THE TASK: Rescale the answer coordinates in the records from the line containing "Player-spacing review: tag the grey" through the end of the records. Reproduce only those lines, requests included, with each answer coordinate multiplied by 1.6 and rounded to a whole number (halves round up), and leave the sample coordinates in the requests unchanged.

"""

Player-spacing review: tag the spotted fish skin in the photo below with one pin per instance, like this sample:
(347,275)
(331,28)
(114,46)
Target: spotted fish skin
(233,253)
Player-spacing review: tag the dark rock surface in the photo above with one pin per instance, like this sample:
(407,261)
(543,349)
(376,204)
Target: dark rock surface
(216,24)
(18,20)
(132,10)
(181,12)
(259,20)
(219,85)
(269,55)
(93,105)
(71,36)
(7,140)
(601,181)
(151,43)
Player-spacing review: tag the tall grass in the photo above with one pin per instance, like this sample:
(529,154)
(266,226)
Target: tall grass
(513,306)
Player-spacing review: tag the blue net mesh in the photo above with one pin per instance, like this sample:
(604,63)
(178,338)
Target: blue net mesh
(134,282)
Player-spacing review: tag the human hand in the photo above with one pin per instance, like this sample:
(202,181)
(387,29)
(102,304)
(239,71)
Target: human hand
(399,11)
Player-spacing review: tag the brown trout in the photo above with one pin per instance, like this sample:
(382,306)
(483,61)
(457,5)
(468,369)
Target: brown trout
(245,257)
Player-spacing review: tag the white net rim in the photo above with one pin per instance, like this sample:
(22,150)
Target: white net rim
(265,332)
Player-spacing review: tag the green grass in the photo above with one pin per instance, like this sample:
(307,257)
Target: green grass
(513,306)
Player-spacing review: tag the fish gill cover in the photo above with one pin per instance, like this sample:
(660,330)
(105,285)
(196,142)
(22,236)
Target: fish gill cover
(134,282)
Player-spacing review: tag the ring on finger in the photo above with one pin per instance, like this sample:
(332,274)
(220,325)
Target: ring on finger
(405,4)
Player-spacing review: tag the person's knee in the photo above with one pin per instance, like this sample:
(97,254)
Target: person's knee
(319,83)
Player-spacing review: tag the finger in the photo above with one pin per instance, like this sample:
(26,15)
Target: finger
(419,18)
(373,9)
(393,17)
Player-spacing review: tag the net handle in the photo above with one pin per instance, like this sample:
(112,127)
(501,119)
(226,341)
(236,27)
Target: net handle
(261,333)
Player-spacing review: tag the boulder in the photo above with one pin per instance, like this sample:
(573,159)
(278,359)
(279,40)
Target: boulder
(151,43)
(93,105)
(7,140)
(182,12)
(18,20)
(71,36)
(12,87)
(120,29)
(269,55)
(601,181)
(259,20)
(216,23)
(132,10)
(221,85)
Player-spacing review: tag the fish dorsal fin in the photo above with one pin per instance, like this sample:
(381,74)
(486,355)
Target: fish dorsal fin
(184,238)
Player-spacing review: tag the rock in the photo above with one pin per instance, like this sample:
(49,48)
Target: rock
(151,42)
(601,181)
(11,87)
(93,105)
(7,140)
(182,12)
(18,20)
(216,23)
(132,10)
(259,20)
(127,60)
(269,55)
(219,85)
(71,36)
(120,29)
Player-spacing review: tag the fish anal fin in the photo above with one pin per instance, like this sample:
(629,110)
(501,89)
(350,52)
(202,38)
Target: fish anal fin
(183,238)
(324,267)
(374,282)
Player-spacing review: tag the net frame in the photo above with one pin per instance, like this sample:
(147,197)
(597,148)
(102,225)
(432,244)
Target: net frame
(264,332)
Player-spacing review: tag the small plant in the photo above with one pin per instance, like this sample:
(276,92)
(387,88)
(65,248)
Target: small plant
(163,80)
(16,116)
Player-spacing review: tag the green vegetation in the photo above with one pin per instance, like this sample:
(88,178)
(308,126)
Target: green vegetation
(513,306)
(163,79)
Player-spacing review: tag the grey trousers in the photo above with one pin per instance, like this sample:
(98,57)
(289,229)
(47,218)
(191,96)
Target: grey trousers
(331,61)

"""

FULL OUTPUT:
Player-spacing review: tag the grey trousers in the photo above with one pin per instance, like this sample:
(98,57)
(289,229)
(47,218)
(191,96)
Target: grey trousers
(530,98)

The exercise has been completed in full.